_SOURCE TEXT_.

· · · ·

Source: Public Sector Executive Nov/Dec 2012

Kerry Norval, solicitor in the employment team at national law firm Dundas & Wilson, explores the fallout from this landmark decision.

There has been another instalment in the long-running saga of equal pay claims. A recent Supreme Court decision could in theory expose councils to multi-million pounds of liability. In Birmingham City Council v Abdulla the Court granted employees a second chance to raise an equal pay claim, this time in the civil courts. The fear is that thousands of new claims could now surface from employees who were previously out of time to raise a claim in tribunal. It’s this uncertainty over the number of future litigants that has led to speculation over the extent of the liability.


As many will be all too aware, equal pay claims have had a long and frustrating history in the public sector.

Public bodies have, to date, borne the brunt of equal pay claims. In contrast to the private sector, the transparent nature with which public sector pay grades have been evaluated on a national level has made it easier for claimants to identify potential inequalities and raise claims.

· · · ·

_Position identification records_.
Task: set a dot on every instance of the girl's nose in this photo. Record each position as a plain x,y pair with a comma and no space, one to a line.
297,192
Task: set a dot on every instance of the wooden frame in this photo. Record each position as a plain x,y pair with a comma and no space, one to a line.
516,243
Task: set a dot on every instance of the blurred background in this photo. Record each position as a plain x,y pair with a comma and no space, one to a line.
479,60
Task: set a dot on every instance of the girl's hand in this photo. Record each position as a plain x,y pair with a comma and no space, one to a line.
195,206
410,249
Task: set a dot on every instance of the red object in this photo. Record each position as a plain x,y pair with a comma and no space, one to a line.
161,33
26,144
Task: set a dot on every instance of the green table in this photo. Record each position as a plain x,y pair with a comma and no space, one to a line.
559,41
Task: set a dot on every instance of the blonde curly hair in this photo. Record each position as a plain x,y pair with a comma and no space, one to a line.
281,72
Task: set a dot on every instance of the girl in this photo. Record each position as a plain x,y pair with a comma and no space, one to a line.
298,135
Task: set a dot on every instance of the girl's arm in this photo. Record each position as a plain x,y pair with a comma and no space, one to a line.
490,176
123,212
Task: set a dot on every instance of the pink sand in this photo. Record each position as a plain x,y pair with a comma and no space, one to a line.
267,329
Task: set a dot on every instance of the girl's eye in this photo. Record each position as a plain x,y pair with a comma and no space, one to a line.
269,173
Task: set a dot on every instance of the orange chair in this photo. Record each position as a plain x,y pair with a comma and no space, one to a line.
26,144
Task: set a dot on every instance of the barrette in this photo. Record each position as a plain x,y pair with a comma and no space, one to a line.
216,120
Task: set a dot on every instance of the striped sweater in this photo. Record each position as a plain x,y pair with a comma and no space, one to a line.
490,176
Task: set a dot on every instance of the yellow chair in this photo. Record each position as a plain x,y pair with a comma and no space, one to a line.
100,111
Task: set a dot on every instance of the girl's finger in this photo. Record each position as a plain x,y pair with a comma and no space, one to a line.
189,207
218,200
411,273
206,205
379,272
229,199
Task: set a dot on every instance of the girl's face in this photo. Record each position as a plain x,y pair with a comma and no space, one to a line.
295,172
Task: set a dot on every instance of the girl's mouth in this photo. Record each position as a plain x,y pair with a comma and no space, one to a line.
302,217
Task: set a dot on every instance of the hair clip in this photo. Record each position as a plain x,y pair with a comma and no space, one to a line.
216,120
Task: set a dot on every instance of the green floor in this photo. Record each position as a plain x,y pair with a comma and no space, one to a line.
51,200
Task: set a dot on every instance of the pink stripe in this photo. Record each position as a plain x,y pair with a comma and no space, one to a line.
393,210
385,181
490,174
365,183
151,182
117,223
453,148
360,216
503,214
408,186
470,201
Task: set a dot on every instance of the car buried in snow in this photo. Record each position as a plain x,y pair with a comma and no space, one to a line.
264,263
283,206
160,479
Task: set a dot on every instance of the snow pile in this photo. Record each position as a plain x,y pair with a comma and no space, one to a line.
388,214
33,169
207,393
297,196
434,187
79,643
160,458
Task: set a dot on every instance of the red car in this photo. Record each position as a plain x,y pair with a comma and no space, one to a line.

· · · ·

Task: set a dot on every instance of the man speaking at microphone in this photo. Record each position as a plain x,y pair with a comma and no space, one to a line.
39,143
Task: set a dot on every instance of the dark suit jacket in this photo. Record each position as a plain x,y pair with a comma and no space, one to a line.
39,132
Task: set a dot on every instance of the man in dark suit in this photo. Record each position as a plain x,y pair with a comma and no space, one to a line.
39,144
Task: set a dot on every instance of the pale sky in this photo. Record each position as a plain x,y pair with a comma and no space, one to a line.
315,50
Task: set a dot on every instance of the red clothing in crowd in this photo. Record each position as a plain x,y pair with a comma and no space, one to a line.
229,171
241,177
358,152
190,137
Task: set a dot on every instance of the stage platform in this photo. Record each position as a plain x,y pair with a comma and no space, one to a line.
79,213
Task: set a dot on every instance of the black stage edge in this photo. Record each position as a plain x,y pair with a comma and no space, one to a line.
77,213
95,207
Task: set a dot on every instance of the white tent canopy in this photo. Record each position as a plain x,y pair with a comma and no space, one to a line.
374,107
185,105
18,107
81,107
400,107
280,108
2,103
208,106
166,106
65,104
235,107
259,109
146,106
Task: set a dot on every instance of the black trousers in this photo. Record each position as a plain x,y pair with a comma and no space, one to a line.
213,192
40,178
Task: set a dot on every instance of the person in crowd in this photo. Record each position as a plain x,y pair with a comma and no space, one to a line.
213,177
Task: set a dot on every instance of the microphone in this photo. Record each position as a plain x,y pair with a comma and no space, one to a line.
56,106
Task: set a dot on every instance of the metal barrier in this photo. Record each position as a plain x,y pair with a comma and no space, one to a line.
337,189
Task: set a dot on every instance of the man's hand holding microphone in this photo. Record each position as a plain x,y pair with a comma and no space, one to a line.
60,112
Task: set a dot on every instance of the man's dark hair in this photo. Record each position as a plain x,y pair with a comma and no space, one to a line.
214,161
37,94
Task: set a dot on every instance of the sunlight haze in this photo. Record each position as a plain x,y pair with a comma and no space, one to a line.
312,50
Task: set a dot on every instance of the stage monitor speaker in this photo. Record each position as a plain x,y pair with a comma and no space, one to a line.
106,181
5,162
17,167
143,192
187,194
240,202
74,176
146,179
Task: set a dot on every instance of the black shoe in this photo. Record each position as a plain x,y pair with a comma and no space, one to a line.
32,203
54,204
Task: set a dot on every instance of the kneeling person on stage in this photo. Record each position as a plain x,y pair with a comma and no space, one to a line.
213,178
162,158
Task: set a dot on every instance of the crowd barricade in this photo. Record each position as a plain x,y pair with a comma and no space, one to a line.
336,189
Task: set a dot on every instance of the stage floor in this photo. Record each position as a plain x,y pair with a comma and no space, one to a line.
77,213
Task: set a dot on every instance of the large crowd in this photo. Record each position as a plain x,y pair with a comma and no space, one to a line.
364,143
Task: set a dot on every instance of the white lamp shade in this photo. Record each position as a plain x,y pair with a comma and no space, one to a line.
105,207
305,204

· · · ·

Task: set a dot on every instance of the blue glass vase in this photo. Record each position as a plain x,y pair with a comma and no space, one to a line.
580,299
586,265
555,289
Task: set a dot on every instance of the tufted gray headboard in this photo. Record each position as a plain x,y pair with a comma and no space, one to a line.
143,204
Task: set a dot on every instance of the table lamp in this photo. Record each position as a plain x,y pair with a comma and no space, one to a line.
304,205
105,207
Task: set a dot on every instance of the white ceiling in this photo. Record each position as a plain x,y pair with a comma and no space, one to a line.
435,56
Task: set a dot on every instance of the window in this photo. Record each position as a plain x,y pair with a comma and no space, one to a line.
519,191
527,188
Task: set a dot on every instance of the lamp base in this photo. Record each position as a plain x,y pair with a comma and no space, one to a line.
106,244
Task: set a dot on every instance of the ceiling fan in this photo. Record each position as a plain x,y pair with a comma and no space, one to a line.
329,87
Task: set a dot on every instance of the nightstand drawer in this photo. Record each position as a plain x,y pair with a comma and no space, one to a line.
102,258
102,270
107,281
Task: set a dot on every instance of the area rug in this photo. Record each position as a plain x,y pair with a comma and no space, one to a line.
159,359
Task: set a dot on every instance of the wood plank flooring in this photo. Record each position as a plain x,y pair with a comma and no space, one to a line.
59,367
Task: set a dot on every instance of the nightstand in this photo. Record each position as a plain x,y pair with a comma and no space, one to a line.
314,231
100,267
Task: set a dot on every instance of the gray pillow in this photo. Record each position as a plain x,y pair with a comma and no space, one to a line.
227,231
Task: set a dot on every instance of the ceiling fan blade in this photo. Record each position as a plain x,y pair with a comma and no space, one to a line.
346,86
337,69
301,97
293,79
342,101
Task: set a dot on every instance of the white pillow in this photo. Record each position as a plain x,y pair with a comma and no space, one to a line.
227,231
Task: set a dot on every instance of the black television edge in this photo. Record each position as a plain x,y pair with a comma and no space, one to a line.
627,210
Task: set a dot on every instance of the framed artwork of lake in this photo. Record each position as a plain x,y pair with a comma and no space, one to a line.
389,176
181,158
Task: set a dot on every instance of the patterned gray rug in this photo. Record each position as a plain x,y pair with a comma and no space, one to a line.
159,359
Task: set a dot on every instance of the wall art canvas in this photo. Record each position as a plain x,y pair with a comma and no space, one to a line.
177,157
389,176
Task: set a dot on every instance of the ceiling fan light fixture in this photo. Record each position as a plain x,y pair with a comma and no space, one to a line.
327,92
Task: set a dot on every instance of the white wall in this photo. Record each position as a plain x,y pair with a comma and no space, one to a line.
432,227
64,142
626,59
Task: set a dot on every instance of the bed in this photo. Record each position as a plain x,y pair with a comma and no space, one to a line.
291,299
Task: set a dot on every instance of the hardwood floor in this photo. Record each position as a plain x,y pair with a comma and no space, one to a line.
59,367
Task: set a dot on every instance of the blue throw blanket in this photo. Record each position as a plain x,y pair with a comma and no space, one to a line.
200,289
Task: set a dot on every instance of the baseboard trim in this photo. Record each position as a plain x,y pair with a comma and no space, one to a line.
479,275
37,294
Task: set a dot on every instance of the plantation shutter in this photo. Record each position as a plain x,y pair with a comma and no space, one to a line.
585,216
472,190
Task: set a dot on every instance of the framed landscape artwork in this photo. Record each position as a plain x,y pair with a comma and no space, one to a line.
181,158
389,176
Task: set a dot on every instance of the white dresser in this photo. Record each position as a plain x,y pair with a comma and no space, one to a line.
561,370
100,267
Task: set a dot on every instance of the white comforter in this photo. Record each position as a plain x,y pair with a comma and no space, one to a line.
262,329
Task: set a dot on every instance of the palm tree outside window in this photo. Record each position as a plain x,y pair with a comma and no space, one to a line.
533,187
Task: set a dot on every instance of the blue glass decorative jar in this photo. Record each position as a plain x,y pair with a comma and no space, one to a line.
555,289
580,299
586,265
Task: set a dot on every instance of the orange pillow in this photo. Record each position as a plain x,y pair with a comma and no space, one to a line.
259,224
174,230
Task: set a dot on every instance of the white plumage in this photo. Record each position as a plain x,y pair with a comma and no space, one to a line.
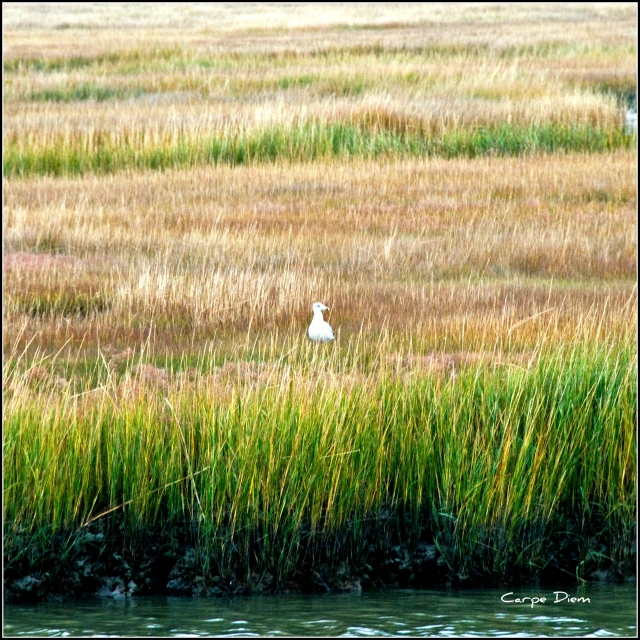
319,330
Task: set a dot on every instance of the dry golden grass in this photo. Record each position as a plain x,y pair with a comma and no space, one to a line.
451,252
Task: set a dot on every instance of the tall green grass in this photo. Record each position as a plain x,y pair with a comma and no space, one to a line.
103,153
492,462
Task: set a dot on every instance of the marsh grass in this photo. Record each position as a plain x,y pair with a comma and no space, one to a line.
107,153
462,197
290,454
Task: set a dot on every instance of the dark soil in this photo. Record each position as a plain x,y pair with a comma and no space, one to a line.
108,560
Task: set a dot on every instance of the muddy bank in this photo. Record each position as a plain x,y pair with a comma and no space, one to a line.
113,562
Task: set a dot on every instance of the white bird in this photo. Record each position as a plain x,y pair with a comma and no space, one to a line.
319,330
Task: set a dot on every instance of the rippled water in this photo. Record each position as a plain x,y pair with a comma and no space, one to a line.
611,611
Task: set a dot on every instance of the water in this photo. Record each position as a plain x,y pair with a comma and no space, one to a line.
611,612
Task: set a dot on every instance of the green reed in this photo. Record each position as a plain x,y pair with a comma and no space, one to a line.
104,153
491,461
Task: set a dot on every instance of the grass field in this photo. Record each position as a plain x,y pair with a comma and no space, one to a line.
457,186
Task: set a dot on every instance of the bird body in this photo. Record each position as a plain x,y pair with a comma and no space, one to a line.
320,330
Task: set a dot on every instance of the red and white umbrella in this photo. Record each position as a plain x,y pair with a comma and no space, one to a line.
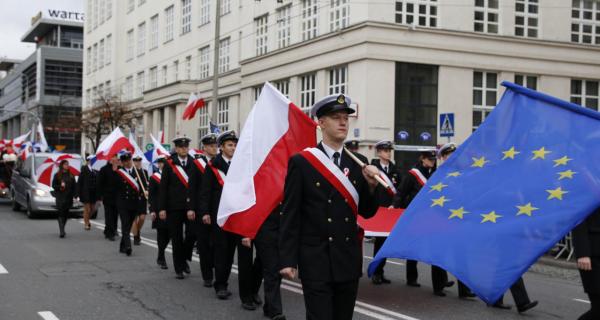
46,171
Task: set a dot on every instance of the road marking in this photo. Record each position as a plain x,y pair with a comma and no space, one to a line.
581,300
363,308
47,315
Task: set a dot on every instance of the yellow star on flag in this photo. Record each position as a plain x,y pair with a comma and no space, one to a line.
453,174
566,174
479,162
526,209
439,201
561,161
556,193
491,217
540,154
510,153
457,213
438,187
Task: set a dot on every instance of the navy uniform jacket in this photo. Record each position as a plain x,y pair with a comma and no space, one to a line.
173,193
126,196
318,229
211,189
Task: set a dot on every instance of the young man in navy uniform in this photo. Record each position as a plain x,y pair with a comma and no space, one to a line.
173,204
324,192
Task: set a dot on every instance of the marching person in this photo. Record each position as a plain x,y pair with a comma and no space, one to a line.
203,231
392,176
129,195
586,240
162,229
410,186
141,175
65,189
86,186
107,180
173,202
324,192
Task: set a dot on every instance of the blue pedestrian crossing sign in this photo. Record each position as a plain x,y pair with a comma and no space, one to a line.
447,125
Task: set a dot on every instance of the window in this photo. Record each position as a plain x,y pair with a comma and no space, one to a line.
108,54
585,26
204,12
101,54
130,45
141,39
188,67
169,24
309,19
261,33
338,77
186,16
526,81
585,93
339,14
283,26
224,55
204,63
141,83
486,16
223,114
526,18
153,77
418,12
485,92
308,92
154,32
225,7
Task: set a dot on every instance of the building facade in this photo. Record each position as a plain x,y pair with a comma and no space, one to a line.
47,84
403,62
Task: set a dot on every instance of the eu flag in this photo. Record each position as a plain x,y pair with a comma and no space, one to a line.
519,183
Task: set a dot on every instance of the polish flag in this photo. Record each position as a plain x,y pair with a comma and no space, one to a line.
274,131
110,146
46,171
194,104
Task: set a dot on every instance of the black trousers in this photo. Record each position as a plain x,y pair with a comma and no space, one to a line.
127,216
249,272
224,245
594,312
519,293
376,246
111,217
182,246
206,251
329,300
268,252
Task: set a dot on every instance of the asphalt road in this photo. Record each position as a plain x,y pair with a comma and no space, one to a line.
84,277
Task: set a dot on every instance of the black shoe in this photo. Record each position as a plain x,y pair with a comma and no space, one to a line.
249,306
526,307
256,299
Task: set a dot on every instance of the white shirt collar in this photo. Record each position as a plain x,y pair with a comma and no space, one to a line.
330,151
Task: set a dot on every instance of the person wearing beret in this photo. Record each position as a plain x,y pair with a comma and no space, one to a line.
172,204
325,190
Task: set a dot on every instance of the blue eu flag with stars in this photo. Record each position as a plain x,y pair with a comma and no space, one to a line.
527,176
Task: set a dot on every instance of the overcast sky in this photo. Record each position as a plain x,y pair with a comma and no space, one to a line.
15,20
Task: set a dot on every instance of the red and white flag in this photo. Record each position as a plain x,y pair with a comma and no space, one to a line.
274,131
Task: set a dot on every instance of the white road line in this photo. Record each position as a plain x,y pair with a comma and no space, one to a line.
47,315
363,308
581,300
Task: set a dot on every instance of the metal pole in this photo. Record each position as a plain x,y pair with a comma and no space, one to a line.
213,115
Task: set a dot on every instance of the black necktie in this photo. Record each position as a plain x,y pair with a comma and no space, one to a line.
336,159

· · · ·

_EXERCISE INSTRUCTIONS_. Retype, word for word, the part of the equal pay claims article that opens with the words "Source: Public Sector" and closes with "the public sector.".

_SOLUTION_.
Source: Public Sector Executive Nov/Dec 2012

Kerry Norval, solicitor in the employment team at national law firm Dundas & Wilson, explores the fallout from this landmark decision.

There has been another instalment in the long-running saga of equal pay claims. A recent Supreme Court decision could in theory expose councils to multi-million pounds of liability. In Birmingham City Council v Abdulla the Court granted employees a second chance to raise an equal pay claim, this time in the civil courts. The fear is that thousands of new claims could now surface from employees who were previously out of time to raise a claim in tribunal. It’s this uncertainty over the number of future litigants that has led to speculation over the extent of the liability.


As many will be all too aware, equal pay claims have had a long and frustrating history in the public sector.